== What is expected ==
Pull out every line below that contains the word "Where".

[Items from a dataset]
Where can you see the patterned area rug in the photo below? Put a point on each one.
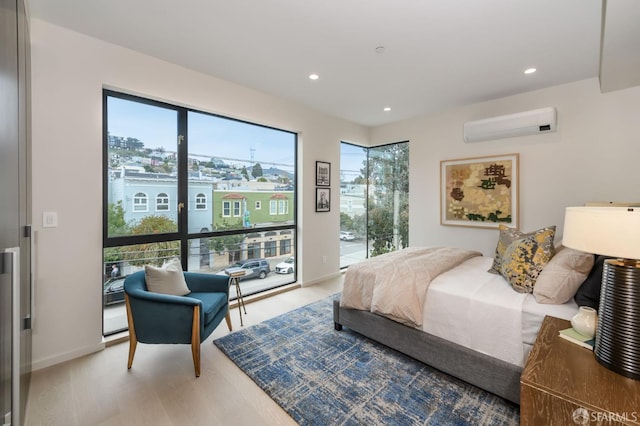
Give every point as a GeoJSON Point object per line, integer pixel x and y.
{"type": "Point", "coordinates": [325, 377]}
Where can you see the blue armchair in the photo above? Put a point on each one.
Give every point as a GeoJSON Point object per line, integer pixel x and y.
{"type": "Point", "coordinates": [162, 318]}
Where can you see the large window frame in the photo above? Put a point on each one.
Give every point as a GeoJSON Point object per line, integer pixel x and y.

== Written solution ==
Where can you see the patterned area rug in the photo below? Put a point on each one.
Where can you see the blue armchair in the photo above? Put a point on each one.
Where can you see the large window frame in the photo above? Put a point on each one.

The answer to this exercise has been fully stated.